EXERCISE TASK: Only the lines from the one with "the white wrapping" to the end of the data below should be given again, exactly, with both ends included and pictures omitted.

[BEGIN RECORDS FOR THIS TASK]

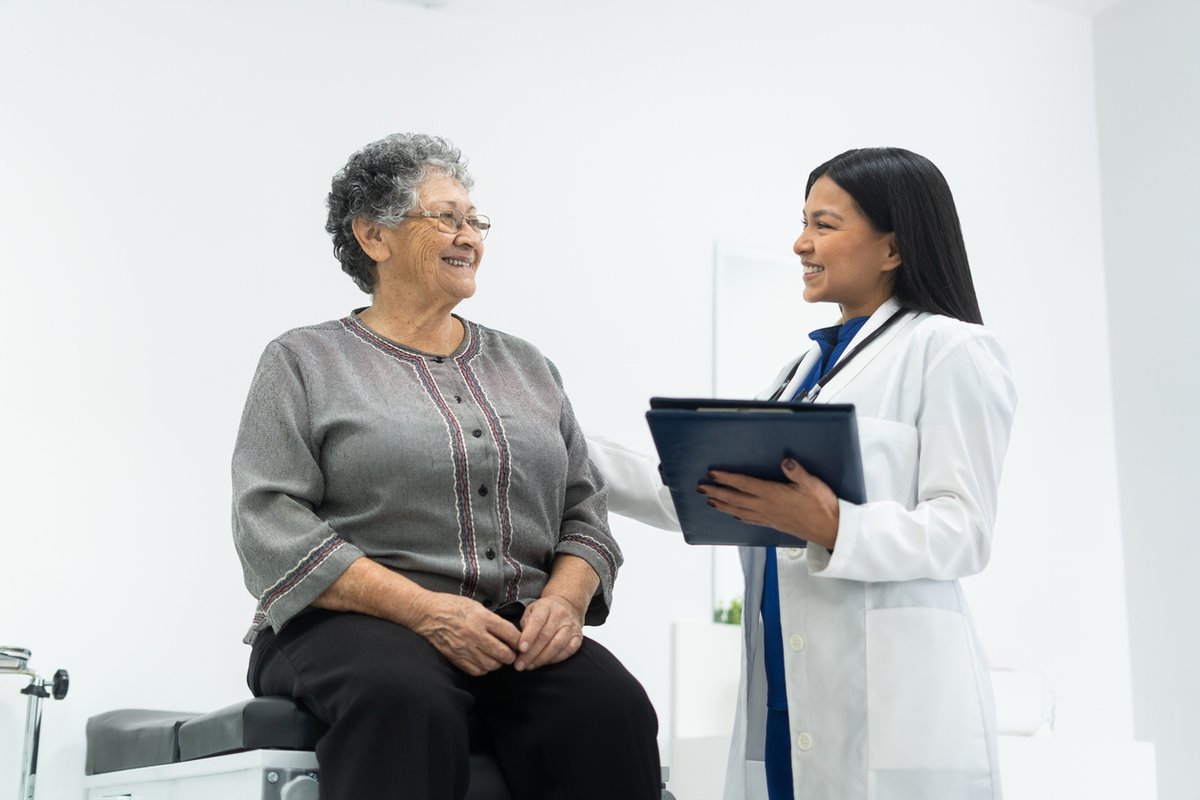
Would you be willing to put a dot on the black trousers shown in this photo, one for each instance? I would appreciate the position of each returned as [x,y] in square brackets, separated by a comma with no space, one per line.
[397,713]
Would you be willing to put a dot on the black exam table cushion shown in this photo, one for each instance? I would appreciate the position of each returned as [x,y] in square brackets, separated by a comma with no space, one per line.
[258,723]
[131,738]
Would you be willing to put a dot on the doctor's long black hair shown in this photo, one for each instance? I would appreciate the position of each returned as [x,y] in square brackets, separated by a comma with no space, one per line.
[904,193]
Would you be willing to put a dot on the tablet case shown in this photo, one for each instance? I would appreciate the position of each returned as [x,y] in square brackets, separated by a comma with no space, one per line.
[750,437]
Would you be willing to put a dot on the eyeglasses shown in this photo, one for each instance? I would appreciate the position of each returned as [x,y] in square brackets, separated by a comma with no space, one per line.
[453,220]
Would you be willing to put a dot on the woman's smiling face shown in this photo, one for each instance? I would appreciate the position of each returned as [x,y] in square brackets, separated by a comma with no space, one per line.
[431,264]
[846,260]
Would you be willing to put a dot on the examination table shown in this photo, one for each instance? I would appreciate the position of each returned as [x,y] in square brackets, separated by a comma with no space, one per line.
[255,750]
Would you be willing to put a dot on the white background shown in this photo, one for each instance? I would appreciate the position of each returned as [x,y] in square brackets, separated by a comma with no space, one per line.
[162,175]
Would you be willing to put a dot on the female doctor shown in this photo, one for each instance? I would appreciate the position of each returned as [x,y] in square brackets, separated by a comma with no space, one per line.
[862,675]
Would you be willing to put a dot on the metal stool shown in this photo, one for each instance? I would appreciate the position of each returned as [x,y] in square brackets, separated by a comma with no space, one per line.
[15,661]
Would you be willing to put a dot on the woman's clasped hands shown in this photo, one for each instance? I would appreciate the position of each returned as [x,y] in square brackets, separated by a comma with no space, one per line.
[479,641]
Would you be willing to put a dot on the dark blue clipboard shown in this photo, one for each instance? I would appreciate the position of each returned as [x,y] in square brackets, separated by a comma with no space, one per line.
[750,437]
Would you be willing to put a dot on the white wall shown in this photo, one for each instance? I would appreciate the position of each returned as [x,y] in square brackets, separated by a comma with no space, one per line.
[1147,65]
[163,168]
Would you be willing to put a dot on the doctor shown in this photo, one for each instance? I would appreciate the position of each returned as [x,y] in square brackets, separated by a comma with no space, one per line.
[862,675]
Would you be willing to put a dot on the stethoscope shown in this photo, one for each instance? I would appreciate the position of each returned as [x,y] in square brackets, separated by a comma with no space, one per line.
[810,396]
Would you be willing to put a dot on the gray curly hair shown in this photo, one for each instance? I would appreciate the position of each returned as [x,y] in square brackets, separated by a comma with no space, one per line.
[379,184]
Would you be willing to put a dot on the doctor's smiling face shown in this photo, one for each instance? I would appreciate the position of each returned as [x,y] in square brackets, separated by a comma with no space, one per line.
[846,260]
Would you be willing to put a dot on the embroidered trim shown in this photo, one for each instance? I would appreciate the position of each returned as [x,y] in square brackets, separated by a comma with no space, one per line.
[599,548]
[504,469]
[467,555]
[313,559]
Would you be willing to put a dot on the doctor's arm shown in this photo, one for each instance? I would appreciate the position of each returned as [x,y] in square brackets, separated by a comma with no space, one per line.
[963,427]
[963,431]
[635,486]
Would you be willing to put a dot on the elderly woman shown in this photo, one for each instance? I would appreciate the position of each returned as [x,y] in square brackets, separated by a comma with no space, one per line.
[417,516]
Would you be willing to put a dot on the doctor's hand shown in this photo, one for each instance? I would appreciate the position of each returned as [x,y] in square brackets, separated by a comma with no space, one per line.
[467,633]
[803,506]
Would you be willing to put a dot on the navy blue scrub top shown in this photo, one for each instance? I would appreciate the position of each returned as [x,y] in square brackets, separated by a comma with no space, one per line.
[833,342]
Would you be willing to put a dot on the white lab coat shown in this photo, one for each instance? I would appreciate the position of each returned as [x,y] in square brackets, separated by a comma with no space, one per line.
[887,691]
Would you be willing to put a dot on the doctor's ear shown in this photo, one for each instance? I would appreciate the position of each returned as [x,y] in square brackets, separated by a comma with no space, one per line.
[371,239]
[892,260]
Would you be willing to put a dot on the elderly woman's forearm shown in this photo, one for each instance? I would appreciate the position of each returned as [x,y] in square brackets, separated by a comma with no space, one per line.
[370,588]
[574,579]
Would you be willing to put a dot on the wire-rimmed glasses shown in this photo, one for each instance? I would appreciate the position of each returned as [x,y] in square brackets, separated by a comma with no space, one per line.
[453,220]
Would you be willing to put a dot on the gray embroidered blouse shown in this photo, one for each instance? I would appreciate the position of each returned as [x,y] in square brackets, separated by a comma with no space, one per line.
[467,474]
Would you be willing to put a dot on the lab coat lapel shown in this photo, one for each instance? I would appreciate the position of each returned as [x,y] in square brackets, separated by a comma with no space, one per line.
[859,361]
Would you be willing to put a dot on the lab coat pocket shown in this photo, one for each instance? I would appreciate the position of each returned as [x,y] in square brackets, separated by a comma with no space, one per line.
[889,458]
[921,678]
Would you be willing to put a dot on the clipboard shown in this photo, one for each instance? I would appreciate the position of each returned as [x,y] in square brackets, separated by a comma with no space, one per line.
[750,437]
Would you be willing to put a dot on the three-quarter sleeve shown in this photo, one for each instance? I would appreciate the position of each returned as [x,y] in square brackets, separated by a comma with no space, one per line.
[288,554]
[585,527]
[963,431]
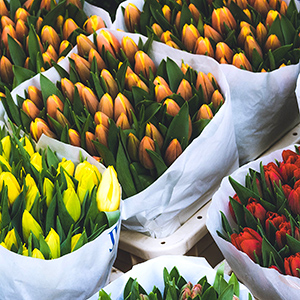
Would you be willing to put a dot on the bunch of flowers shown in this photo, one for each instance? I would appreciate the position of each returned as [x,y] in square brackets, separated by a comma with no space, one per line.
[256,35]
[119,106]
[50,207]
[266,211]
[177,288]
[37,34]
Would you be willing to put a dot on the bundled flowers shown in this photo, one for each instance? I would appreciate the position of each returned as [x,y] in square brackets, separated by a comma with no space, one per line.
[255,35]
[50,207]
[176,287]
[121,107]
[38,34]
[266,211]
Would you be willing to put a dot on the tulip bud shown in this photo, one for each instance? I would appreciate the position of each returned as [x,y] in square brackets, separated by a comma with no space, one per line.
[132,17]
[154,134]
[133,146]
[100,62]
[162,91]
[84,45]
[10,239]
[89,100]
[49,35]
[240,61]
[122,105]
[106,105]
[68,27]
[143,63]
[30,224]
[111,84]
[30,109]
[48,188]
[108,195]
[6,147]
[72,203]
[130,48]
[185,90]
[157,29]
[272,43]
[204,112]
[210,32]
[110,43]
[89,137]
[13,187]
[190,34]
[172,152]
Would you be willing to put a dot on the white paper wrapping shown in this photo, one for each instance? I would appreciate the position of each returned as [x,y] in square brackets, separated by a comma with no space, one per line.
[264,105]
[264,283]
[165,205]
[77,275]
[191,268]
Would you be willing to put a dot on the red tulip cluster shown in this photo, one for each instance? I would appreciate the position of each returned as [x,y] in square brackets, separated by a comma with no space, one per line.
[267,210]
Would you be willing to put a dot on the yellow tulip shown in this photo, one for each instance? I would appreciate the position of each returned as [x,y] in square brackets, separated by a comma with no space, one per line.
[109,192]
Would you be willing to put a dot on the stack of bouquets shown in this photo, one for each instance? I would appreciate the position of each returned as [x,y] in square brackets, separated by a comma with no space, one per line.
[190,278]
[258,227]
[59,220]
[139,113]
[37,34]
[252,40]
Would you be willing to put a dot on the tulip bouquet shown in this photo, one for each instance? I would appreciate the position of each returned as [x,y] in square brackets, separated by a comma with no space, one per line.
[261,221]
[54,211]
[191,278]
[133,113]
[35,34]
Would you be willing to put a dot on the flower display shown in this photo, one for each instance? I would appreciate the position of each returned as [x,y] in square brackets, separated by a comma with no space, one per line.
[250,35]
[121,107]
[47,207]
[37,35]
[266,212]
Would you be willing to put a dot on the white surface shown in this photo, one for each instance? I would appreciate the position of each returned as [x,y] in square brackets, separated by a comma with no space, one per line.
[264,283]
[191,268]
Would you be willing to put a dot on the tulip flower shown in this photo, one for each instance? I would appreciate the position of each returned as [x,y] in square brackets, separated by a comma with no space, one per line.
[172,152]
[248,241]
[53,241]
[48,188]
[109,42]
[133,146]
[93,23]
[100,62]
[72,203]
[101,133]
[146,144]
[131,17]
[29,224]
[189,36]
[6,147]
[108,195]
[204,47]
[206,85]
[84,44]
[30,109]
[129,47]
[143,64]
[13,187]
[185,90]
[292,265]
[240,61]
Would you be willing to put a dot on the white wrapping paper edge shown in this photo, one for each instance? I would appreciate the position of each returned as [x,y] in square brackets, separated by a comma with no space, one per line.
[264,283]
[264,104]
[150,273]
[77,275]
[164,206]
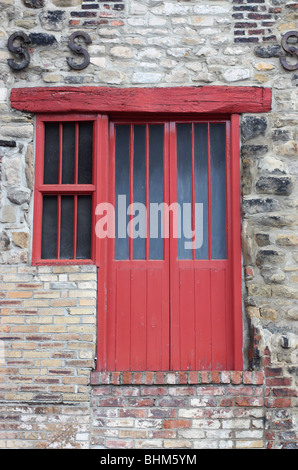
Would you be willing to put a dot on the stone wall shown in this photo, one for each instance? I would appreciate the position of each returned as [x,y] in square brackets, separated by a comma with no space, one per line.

[END RECORDS FOR THIS TASK]

COMPLETE ANSWER:
Would you be willing to put a dot on the white wrapping paper edge shown in this photo, one for each instance? I would appreciate the position of each returned as [x,y] in square brackets, separated by a comma with no space, one per line.
[264,283]
[264,104]
[150,273]
[77,275]
[164,206]
Would you be willing to put a dot on the stone wall shown in this photo, one for each instance? I would appreciate the position of each returned as [x,y] in square brackets, separated by a comma with no space, one per line.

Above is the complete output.